Rastas Barber sign showing influence of Jamiac and Rastafari culture in Costa Rica. Image (c) David Katz.
Most Costa Rican discomoviles have not opted to use custom-built speaker boxes, and unlike the reggae sound systems of Jamaica and the Jamaican diaspora, the discomoviles of Costa Rica do not use pre-amps, do not opt for much real-time manipulative equalisation, and they do not have toasters on the microphone, although many employ someone on the microphone who will offer brief interjections to spur the dancers on.
Several early discomoviles enjoyed symbiotic relationships with local radio stations. For instance, Discovan established a successful partnership with Radio Uno, while their chief competitor, Radio Juvenil, sponsored rival concern Disco Juvenil shortly after the launch of Discovan. During the heyday of the 1980s and 90s, these discomoviles and others such as Furia y Correcaminos, Discomovil 2001 and Discomovil Casablanca were so popular that they could dispatch various team members to play at three or four different events at the same time, similar to the tactics employed by the classic Jamaican sound systems of the 1950s and 60s, such as Sir Coxsone’s Downbeat or Tom the Great Sebastian, which had more than one set of sound equipment and affiliated selectors and operators that they could deploy simultaneously.
☆ ☆ ☆
REQUIRED TASKS:
(a) Reproduce the passage on Costa Rican discomoviles word for word, from "Several early discomoviles" up to and including "could deploy simultaneously.".
(b) In the passage on Costa Rican discomoviles, which radio station did Discovan form a successful partnership with?
(c) Write the next part of the passage on Costa Rican discomoviles, picking up after its final sentence.
☆ ☆ ☆
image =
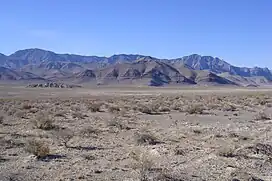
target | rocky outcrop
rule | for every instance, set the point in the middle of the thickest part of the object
(53, 85)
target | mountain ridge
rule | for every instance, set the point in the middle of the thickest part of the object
(50, 65)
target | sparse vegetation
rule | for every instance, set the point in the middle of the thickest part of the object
(195, 109)
(44, 122)
(261, 116)
(144, 161)
(166, 143)
(38, 148)
(145, 137)
(95, 107)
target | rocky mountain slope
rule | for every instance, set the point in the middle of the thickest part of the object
(32, 64)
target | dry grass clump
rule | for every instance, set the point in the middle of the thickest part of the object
(79, 115)
(64, 136)
(44, 122)
(144, 109)
(118, 123)
(146, 137)
(229, 107)
(261, 116)
(26, 106)
(195, 109)
(114, 109)
(38, 148)
(227, 152)
(95, 107)
(144, 161)
(89, 131)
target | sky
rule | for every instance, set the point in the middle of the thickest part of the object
(238, 31)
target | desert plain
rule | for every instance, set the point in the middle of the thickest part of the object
(135, 133)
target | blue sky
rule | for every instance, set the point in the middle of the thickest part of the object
(239, 31)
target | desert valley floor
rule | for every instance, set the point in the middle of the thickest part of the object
(135, 133)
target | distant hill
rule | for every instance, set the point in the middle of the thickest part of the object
(128, 69)
(7, 74)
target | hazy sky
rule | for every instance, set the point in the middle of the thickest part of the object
(239, 31)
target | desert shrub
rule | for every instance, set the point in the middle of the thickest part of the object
(145, 137)
(37, 148)
(261, 116)
(95, 107)
(26, 106)
(229, 107)
(144, 109)
(60, 114)
(118, 123)
(20, 114)
(90, 131)
(89, 157)
(113, 109)
(79, 115)
(144, 161)
(195, 109)
(44, 122)
(226, 152)
(65, 135)
(164, 109)
(179, 151)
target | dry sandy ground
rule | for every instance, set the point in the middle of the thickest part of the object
(135, 133)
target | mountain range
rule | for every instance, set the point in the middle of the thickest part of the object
(42, 65)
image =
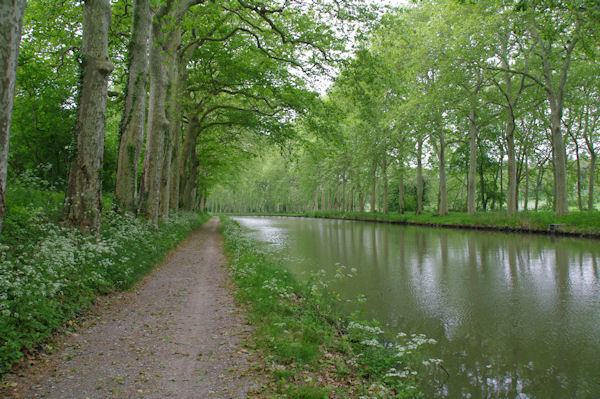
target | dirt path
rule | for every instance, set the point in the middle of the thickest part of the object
(179, 334)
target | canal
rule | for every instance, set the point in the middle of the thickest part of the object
(514, 315)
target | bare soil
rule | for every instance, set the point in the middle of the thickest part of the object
(178, 334)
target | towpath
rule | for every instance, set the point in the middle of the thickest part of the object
(177, 334)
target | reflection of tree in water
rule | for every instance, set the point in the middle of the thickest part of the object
(509, 312)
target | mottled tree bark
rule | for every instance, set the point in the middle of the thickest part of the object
(472, 161)
(172, 133)
(11, 22)
(419, 209)
(401, 187)
(134, 114)
(373, 183)
(441, 153)
(83, 205)
(385, 209)
(188, 167)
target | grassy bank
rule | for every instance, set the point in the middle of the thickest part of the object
(50, 273)
(575, 223)
(311, 348)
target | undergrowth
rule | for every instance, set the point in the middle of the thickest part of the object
(312, 348)
(50, 273)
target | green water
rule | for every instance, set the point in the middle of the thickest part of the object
(515, 316)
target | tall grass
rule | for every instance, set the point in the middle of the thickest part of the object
(50, 273)
(313, 349)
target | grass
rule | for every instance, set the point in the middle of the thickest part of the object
(312, 349)
(49, 273)
(579, 223)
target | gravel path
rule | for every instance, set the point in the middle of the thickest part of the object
(178, 334)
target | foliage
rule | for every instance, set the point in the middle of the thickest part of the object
(50, 273)
(313, 349)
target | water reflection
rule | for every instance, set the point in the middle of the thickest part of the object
(514, 315)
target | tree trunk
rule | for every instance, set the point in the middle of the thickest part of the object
(83, 199)
(11, 22)
(172, 134)
(526, 194)
(385, 186)
(131, 130)
(419, 177)
(373, 183)
(591, 182)
(560, 161)
(401, 188)
(344, 208)
(537, 187)
(162, 57)
(443, 203)
(511, 190)
(472, 161)
(578, 164)
(187, 161)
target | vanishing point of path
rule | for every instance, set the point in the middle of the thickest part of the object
(178, 334)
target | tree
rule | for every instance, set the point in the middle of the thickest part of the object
(83, 200)
(11, 22)
(134, 115)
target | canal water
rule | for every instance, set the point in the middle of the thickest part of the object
(515, 316)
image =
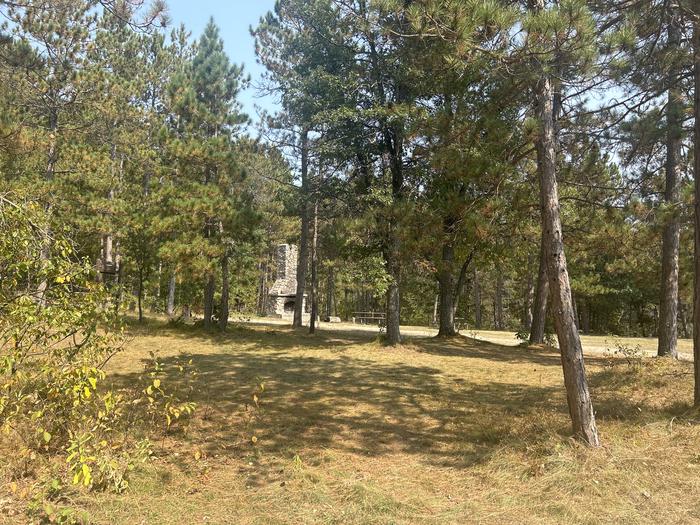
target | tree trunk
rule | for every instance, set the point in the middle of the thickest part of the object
(51, 160)
(498, 301)
(346, 304)
(209, 288)
(578, 396)
(539, 309)
(528, 298)
(668, 304)
(314, 272)
(223, 306)
(585, 312)
(446, 281)
(477, 300)
(446, 308)
(170, 307)
(330, 293)
(140, 294)
(303, 258)
(683, 319)
(696, 256)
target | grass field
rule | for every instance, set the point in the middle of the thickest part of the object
(435, 432)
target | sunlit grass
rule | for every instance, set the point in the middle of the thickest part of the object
(435, 431)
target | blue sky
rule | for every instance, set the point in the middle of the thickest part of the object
(234, 18)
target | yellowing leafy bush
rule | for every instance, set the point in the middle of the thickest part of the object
(57, 331)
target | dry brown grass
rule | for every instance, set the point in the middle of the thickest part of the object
(434, 432)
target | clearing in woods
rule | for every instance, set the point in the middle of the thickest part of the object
(434, 431)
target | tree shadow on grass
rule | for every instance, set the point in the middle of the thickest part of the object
(338, 401)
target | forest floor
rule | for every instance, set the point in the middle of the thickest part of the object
(435, 431)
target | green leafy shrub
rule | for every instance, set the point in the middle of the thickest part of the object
(58, 330)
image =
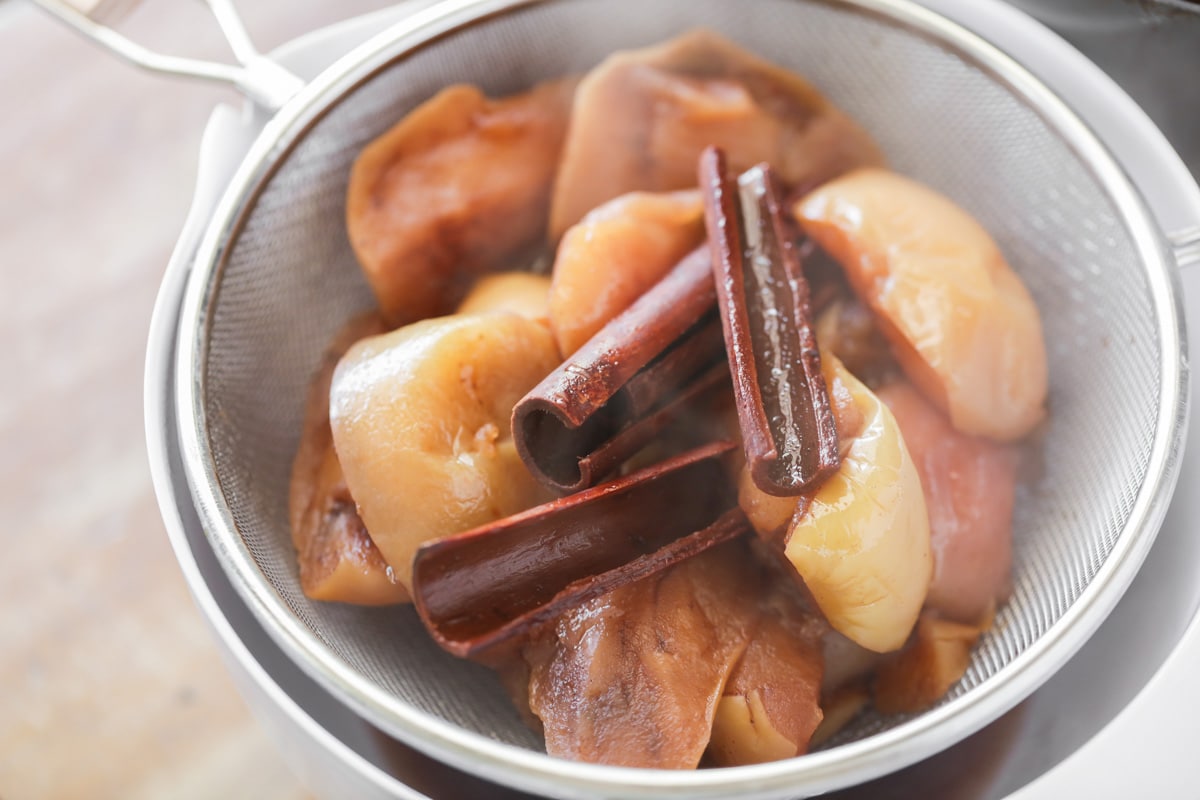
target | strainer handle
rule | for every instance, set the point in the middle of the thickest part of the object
(1186, 245)
(255, 76)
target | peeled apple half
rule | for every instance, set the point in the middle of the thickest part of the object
(420, 421)
(959, 320)
(862, 542)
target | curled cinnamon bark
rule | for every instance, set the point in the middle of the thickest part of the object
(487, 585)
(787, 425)
(617, 391)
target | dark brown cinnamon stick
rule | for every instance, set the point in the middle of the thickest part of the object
(481, 588)
(787, 425)
(613, 395)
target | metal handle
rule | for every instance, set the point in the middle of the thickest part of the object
(255, 76)
(1186, 245)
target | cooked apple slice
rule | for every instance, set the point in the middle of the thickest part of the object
(521, 293)
(459, 187)
(420, 421)
(642, 118)
(337, 559)
(861, 542)
(970, 483)
(960, 322)
(615, 254)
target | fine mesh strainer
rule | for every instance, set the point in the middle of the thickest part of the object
(275, 278)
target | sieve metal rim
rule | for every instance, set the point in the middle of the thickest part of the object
(820, 771)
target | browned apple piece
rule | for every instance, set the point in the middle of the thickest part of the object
(771, 705)
(929, 665)
(839, 710)
(337, 559)
(642, 118)
(633, 678)
(521, 293)
(459, 187)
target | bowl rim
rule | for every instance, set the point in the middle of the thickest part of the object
(820, 771)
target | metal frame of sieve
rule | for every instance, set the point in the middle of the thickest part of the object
(820, 771)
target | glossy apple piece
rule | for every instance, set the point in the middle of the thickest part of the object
(521, 293)
(615, 254)
(970, 485)
(642, 118)
(960, 322)
(420, 420)
(337, 560)
(862, 542)
(481, 588)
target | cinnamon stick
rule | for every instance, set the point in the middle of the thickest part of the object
(784, 411)
(617, 391)
(489, 585)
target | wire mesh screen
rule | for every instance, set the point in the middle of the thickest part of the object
(289, 281)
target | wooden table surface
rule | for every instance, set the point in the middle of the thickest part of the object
(112, 684)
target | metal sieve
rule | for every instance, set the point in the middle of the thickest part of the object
(275, 277)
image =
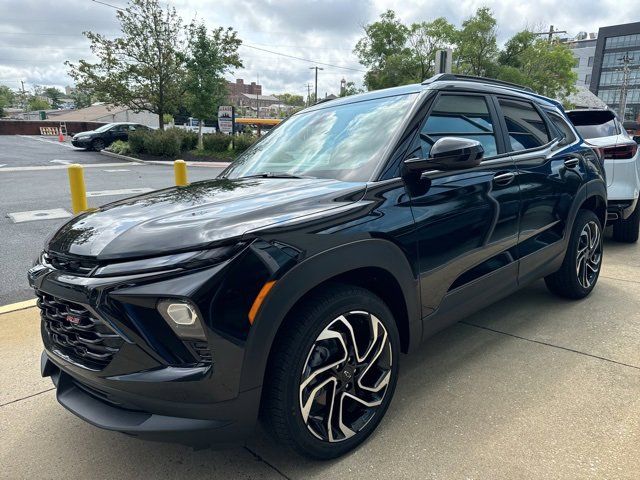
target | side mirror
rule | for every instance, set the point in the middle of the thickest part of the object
(448, 153)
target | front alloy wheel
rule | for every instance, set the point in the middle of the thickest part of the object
(589, 256)
(332, 372)
(345, 376)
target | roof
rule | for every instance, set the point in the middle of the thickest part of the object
(90, 114)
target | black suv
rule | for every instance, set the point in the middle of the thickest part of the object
(105, 135)
(289, 285)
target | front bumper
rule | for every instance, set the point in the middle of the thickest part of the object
(116, 410)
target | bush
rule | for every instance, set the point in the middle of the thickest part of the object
(136, 141)
(216, 142)
(120, 147)
(242, 142)
(162, 143)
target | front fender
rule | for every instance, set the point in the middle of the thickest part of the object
(310, 273)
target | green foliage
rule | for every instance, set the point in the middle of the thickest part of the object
(242, 142)
(291, 99)
(162, 143)
(120, 147)
(137, 141)
(396, 54)
(477, 44)
(37, 103)
(143, 69)
(54, 95)
(216, 142)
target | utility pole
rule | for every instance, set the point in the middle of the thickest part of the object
(625, 60)
(316, 88)
(550, 33)
(308, 94)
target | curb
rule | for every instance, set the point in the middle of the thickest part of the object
(166, 162)
(13, 307)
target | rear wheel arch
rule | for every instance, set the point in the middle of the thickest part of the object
(368, 263)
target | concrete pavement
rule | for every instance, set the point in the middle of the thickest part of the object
(534, 387)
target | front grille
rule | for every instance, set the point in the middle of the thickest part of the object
(76, 333)
(70, 265)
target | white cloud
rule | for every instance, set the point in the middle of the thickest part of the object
(36, 36)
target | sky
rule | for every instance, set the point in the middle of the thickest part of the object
(37, 36)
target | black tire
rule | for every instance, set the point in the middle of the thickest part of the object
(576, 279)
(627, 230)
(97, 145)
(299, 344)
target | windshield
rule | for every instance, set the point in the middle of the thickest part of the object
(344, 142)
(104, 128)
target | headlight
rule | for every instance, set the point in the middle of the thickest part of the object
(182, 317)
(178, 260)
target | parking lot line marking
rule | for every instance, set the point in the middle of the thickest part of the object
(122, 191)
(33, 215)
(64, 167)
(12, 307)
(46, 141)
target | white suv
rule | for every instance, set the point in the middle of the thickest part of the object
(603, 130)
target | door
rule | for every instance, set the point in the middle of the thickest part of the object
(467, 220)
(550, 173)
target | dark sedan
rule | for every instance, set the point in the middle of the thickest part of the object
(104, 136)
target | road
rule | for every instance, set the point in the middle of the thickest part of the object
(33, 177)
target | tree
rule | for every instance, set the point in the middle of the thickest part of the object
(544, 66)
(210, 57)
(384, 51)
(142, 69)
(54, 95)
(37, 103)
(476, 43)
(291, 99)
(7, 97)
(350, 89)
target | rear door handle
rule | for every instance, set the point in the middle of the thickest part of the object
(571, 162)
(504, 178)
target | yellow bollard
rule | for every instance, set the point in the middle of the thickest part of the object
(180, 172)
(78, 190)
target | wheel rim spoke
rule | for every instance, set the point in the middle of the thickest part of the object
(345, 376)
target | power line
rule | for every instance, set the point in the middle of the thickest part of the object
(302, 59)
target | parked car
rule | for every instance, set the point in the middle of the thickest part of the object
(290, 285)
(104, 136)
(603, 130)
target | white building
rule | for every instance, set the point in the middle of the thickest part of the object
(583, 48)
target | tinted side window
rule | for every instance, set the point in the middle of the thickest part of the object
(464, 116)
(525, 125)
(561, 125)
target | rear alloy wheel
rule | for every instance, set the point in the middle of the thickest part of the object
(97, 144)
(333, 372)
(581, 266)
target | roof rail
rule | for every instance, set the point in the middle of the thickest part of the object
(441, 77)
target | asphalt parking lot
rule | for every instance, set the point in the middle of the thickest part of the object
(534, 387)
(33, 178)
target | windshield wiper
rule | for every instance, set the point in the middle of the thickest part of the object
(275, 175)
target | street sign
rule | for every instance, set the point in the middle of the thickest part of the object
(225, 118)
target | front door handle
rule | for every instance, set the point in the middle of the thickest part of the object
(504, 178)
(571, 162)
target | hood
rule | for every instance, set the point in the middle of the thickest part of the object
(197, 216)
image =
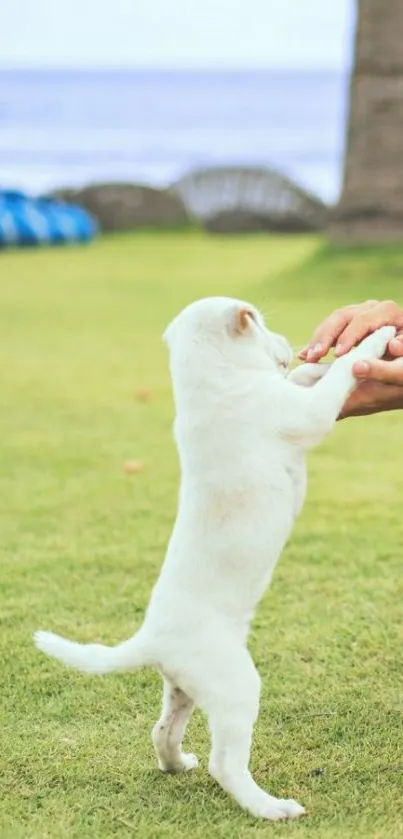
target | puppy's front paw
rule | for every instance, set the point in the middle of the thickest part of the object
☆ ☆ ☆
ANSWERS PROVIDED:
(a)
Several early discomoviles enjoyed symbiotic relationships with local radio stations. For instance, Discovan established a successful partnership with Radio Uno, while their chief competitor, Radio Juvenil, sponsored rival concern Disco Juvenil shortly after the launch of Discovan. During the heyday of the 1980s and 90s, these discomoviles and others such as Furia y Correcaminos, Discomovil 2001 and Discomovil Casablanca were so popular that they could dispatch various team members to play at three or four different events at the same time, similar to the tactics employed by the classic Jamaican sound systems of the 1950s and 60s, such as Sir Coxsone’s Downbeat or Tom the Great Sebastian, which had more than one set of sound equipment and affiliated selectors and operators that they could deploy simultaneously.

(b) Radio Uno.

(c)
San Jose was the epicentre of the discomoviles universe, but there were also important discomoviles scenes in other parts of the country, most especially in Limón, where one called Tiger, based in the peripheral Cieneguita district, mostly played reggae and ska, as well as a touch of soca and calypso.
Since the 2000s, the prevalence of the discomoviles has waned, replaced in part by the rise of DJ crews such as the Reggae Night Crew with the esteemed DJ Acon and DJ Cole, and the Reggae World Crew and the Platinum Crew, who focus on dancehall and reggaeton; typically playing on house PAs, individual DJs and collective DJ crews have become major stars in their own right, using social media to boost their profiles based on individual dress sense and style, without the need to lug the hefty equipment of old. Nevertheless, discomoviles such as Super Disco, Discomovil Costa Rica and Discomovil Zona Caliente remain active.
A boat in a fishing village with a Rasta-inspired name. Image (c) David Katz.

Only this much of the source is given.